--- What you are asked to do ---
Repeat the whole listing exactly.

--- Object pointing dataset rows ---

====

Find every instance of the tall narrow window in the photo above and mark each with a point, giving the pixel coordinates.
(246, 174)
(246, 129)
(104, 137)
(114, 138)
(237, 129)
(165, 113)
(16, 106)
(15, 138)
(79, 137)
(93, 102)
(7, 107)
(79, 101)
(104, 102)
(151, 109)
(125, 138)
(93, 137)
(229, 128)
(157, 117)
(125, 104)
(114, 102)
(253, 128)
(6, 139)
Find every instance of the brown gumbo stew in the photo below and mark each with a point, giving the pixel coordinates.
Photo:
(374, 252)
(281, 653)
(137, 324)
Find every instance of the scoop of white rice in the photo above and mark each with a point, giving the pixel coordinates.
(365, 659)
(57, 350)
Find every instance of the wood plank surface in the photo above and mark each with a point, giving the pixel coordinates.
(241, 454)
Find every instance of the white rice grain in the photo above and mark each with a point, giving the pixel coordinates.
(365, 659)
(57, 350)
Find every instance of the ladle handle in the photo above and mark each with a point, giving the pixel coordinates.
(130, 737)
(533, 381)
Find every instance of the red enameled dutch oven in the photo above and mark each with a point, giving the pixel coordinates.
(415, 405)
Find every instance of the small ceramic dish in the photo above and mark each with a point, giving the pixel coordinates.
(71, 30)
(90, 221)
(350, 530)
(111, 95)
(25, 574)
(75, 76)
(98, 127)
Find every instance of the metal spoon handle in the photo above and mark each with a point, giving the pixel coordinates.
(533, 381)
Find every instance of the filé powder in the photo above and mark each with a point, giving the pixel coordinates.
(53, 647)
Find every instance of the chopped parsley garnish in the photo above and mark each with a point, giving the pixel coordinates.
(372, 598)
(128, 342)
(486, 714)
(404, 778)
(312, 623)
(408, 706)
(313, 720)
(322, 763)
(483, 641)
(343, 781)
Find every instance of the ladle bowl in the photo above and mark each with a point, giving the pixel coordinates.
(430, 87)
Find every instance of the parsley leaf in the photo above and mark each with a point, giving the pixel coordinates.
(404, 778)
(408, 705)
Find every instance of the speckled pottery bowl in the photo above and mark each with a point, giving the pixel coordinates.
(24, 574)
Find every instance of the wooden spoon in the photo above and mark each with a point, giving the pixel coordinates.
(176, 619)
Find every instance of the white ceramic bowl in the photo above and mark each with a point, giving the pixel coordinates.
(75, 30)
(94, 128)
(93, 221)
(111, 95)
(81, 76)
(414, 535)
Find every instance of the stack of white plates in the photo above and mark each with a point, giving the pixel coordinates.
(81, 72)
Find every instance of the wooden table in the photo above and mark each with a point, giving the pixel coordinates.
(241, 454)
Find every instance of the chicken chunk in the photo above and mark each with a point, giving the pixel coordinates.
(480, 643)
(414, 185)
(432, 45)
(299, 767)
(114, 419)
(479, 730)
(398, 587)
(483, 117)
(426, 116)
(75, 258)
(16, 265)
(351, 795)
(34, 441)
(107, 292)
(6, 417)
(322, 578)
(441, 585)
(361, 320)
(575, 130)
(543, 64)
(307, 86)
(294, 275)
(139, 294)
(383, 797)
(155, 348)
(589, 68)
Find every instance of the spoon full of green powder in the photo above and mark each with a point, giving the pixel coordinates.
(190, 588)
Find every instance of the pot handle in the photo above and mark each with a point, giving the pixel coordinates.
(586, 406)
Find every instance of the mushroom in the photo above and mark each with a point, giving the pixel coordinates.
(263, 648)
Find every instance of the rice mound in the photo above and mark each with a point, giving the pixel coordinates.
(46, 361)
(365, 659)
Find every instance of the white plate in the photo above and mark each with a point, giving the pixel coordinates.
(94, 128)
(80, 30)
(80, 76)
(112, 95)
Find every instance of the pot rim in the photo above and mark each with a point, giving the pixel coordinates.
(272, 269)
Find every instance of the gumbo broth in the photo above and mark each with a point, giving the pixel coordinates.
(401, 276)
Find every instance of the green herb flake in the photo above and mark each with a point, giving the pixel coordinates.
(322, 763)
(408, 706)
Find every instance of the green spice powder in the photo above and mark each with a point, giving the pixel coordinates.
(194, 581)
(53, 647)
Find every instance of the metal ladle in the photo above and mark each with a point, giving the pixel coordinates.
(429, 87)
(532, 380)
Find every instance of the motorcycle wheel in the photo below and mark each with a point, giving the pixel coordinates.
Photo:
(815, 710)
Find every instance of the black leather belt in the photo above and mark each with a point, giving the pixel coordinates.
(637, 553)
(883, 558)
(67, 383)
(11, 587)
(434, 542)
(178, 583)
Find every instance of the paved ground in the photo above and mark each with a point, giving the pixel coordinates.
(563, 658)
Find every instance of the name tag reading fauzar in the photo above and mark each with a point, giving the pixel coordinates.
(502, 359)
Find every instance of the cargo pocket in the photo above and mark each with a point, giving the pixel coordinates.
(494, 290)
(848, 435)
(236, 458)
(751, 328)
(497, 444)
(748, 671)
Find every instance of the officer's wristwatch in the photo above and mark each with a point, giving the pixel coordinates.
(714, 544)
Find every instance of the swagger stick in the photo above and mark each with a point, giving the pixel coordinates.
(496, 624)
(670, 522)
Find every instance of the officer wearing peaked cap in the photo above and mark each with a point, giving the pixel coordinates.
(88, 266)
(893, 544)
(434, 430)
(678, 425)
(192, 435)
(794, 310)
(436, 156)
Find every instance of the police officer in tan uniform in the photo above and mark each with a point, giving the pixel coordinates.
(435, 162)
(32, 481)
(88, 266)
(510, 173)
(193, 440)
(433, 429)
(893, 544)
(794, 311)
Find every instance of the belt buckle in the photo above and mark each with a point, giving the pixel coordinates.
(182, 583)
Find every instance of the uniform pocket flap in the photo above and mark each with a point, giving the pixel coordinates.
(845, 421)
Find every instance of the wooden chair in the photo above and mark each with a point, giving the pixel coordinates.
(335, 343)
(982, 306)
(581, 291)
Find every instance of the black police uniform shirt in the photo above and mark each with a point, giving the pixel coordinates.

====

--- Result of this exercise ---
Find every instance of the tall narrow window in the photo above and mark each with a point, giving the pixel coordinates.
(246, 174)
(246, 129)
(104, 137)
(114, 138)
(237, 129)
(165, 113)
(16, 106)
(15, 138)
(79, 137)
(93, 102)
(7, 107)
(79, 101)
(104, 102)
(151, 109)
(125, 138)
(93, 137)
(229, 128)
(157, 117)
(125, 104)
(114, 102)
(253, 128)
(6, 139)
Find every instance of the brown gumbo stew in the photo below and mark each with a point, giving the pixel coordinates.
Photo:
(374, 252)
(281, 653)
(137, 324)
Find every instance of the scoop of white rice in the photo above and mark each with a point, giving the pixel coordinates.
(365, 659)
(57, 350)
Find every instance of the wood plank surface in the photo above and mark each with a point, giving the pixel coordinates.
(241, 454)
Find every instance of the white rice grain in the photo above and mark each with a point, giving the pixel coordinates.
(365, 659)
(57, 350)
Find every instance of the ladle handle in the photo above and mark each with a point, giving the pixel coordinates.
(130, 737)
(533, 381)
Find every instance of the red enameled dutch oven in the photo above and mark each with a point, giving the pixel coordinates.
(415, 405)
Find every instance of the small ceramic dish in the photo above and mark each with a point, giving the pixel coordinates.
(71, 30)
(90, 221)
(350, 530)
(111, 95)
(25, 574)
(75, 76)
(98, 127)
Find every instance of the metal spoon handle in the photo above and mark each with a point, giving the pixel coordinates.
(533, 381)
Find every instance of the filé powder in the photo above and mark each with a point, giving the pixel coordinates.
(53, 647)
Find every instance of the chopped parsley garnish in the photo above and mark each with a point, giving the pixel coordinates.
(372, 598)
(128, 342)
(486, 714)
(404, 778)
(312, 623)
(408, 706)
(313, 720)
(322, 763)
(483, 641)
(343, 781)
Find every instance of the ladle bowl in the photo above and mark each with a point, giving the pixel coordinates.
(430, 87)
Find every instance of the parsley leaf in the photo above and mark each with a point, giving the pixel coordinates.
(404, 778)
(408, 705)
Find every instance of the speckled pottery bowl in the photo above and mark each with a point, giving the pixel coordinates.
(24, 574)
Find every instance of the wooden spoon in the photo above and mark each with a point, giving the pixel coordinates.
(176, 619)
Find every instance of the white ceramic bowl in the photo above and mark each with a point, giving the pixel coordinates.
(75, 30)
(94, 128)
(93, 221)
(111, 95)
(81, 76)
(414, 535)
Find every instance of the stack of white plates in the photo above and mark each with a point, giving the pixel coordinates.
(81, 72)
Find every instance of the wooden table in the photo above and mark each with a point, giving the pixel coordinates.
(241, 454)
Find every instance of the chicken chunk in the photo above and mark each with a point, giving the pixel coordinates.
(480, 643)
(414, 185)
(432, 45)
(299, 767)
(114, 419)
(479, 730)
(398, 587)
(483, 117)
(426, 116)
(75, 258)
(16, 265)
(351, 795)
(34, 441)
(107, 292)
(6, 417)
(322, 578)
(441, 585)
(361, 320)
(575, 130)
(543, 64)
(307, 86)
(294, 275)
(139, 294)
(383, 797)
(155, 348)
(589, 68)
Find every instance of the spoon full of green powder in the photo above and mark each with a point, giving the pixel coordinates.
(190, 588)
Find every instance of the pot handle in the photo above and mark each with a point, giving the pixel coordinates.
(586, 406)
Find every instance of the mushroom in the photo above and mark each with a point, giving the pixel coordinates.
(263, 648)
Find every instance of the rice mound in the photo above and mark each with a point, giving the pixel coordinates.
(46, 361)
(365, 659)
Find every instance of the white plate in the photo above and mark each with a point, giving the pixel coordinates.
(94, 128)
(80, 30)
(80, 76)
(112, 95)
Find every instance of the pot rim in the photo above and mark each with a point, giving the pixel coordinates.
(272, 269)
Find every instance of the gumbo broth in the photo above and mark each with a point, giving the pixel coordinates.
(401, 276)
Find every instance of the green herb flake in the photo above and mark each with a point, giving the pixel coordinates.
(322, 763)
(408, 706)
Find every instance of the green spice powder in the photo above and mark each with a point, giving the pixel coordinates.
(194, 581)
(53, 647)
Find every instance of the metal ladle in the photo above and mark each with a point, giving the pixel coordinates.
(429, 87)
(532, 380)
Find every instance of the motorcycle wheel in the photo below and mark each with a point, giving the pixel coordinates.
Photo:
(815, 710)
Find every instance of the black leather belt in the photo above and mark each with a point, giving the pixel coordinates.
(637, 553)
(883, 558)
(67, 383)
(11, 587)
(434, 542)
(178, 583)
Find every instance of the paved ground in the photo above and mark each with a point, giving the pixel coordinates.
(563, 658)
Find every instance of the name tag reading fauzar in the photo above and mark each with a point, giving the pixel coordinates.
(502, 359)
Find every instance of the cargo pocket in the photo above and mark each with a point, giving the pixel coordinates.
(494, 290)
(848, 435)
(236, 458)
(751, 328)
(497, 444)
(748, 671)
Find every instance of the officer's wristwatch in the photo above and mark each with a point, giving the pixel coordinates.
(714, 544)
Find every instance of the swagger stick in the photo above and mark each with a point, giving the pixel coordinates.
(496, 624)
(670, 522)
Find every instance of the officer wearing peaked cap in the photo above and mark each with a point, giving the pixel coordinates.
(88, 266)
(893, 544)
(434, 430)
(678, 425)
(192, 435)
(794, 310)
(436, 156)
Find every instance of the police officer in tan uniform in the photo above and mark each with a point, giving the pixel coordinates.
(435, 162)
(32, 481)
(88, 266)
(510, 173)
(193, 440)
(433, 429)
(893, 544)
(794, 311)
Find every instance of the belt buckle in the photo above and mark each with a point, giving the pixel coordinates.
(182, 583)
Find every instance of the uniform pocket flap in the photo above and mark each with a point, giving the pixel coordinates.
(845, 421)
Find every instance of the wooden chair in the photo above and mark each with a point, giving the pixel coordinates.
(335, 343)
(982, 306)
(581, 291)
Find every instance of the black police uniform shirt in the photo above and mark each with a point, giving the pixel coordinates.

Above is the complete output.